# Written problem:
Copy out only the span from the line with "road surface, one" to the end of the data, both ends kept, word for word.

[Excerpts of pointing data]
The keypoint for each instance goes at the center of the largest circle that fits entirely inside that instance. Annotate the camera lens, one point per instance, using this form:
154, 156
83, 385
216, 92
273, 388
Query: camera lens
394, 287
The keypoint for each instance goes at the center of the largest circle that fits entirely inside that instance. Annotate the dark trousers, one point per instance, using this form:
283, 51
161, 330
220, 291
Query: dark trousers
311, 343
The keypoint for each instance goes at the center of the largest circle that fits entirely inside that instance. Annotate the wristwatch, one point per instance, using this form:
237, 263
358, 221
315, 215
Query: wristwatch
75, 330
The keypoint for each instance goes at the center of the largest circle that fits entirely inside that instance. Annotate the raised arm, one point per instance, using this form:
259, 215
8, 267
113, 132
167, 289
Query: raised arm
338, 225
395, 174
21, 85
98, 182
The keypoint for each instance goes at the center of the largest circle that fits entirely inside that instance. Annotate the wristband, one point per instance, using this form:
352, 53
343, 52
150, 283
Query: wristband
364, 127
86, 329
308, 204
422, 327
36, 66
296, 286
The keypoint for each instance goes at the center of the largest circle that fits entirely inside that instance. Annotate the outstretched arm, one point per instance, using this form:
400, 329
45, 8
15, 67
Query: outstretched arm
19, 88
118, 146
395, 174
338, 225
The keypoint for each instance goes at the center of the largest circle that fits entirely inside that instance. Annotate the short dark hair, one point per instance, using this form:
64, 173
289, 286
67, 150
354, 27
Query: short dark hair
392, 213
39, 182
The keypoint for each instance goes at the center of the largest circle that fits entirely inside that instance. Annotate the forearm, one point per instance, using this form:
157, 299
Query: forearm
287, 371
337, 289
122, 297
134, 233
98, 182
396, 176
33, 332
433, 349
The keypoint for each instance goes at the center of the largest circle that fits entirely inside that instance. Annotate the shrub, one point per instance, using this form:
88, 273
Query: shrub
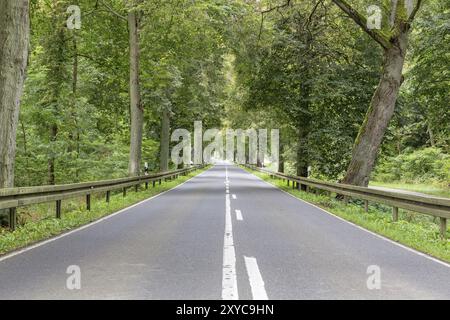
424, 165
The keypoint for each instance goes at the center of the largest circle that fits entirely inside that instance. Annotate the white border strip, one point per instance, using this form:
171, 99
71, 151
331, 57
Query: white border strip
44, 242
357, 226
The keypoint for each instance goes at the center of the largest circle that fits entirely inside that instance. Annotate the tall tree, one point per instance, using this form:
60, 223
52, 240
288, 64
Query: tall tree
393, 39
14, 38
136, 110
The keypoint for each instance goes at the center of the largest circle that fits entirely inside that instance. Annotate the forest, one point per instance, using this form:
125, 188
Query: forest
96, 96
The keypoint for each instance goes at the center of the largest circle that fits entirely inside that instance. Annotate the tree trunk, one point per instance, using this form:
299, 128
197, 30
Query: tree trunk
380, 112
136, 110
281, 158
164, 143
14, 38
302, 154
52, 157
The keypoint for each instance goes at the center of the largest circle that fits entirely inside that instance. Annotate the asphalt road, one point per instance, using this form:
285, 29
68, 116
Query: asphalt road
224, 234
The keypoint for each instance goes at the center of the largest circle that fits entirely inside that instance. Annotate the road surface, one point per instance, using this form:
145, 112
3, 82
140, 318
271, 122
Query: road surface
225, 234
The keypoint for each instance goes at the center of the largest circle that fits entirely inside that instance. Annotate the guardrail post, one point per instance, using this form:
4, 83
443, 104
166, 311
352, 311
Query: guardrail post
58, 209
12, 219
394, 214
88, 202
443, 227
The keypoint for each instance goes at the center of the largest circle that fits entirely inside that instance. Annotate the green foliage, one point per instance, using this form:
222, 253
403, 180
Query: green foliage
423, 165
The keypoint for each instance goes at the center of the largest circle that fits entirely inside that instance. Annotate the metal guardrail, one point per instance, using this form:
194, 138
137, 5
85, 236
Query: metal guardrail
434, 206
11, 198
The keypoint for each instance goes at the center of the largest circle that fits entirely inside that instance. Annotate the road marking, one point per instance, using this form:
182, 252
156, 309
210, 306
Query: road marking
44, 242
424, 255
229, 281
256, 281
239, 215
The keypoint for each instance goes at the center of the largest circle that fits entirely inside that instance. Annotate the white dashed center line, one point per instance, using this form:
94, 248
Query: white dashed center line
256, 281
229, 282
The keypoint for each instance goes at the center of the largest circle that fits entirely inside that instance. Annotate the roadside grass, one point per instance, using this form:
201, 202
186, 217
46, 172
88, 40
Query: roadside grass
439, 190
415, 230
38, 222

# Correct output:
The keypoint for each instance goes at the center of the largest circle that fits entirely inside that instance. Annotate the road surface, one point per instance, using this form:
145, 112
3, 82
140, 318
271, 122
Query: road surface
225, 234
The keypoint for each instance goes at the center of the largest circle that fits entirely inside that instance. Annotate the guardrail post, one point per instance, using this form:
4, 83
443, 104
166, 311
352, 311
Query: guardrail post
58, 209
12, 219
394, 214
88, 202
443, 227
The keypoint for each instance goes at the center of the largest circle that fits entirely inside that instance. Annotate the green foliage, one point per instance, using this form:
222, 253
403, 180
Query: green foliage
423, 165
The keypoint for each instance goes at the center of the largest circle that fits entirely inside that instance. Annotate the metal guardrail, one point per instance, using this form:
194, 138
137, 5
85, 236
Query: metal guardrail
434, 206
11, 198
The keypoint for each instance goes at the center of the largest circle that fits entirely inside that instance. Annotate the road marking, one point per instance, using this form:
182, 252
156, 309
210, 306
Query: road marking
44, 242
424, 255
229, 281
256, 281
239, 215
The keypoint for each instance goes at the center of the largest circle that fits entirely inside that instance. Annotate the white dashed center line, one point per instance, using this form:
94, 248
Query: white dashed center line
256, 281
229, 282
The keypoint for each instance goes at the center of the largest circle that fits entirely inside that instance. Annotate the roadside grass, one point per instance, using this form:
201, 202
186, 217
46, 172
88, 40
Query: roadside grass
439, 190
415, 230
38, 222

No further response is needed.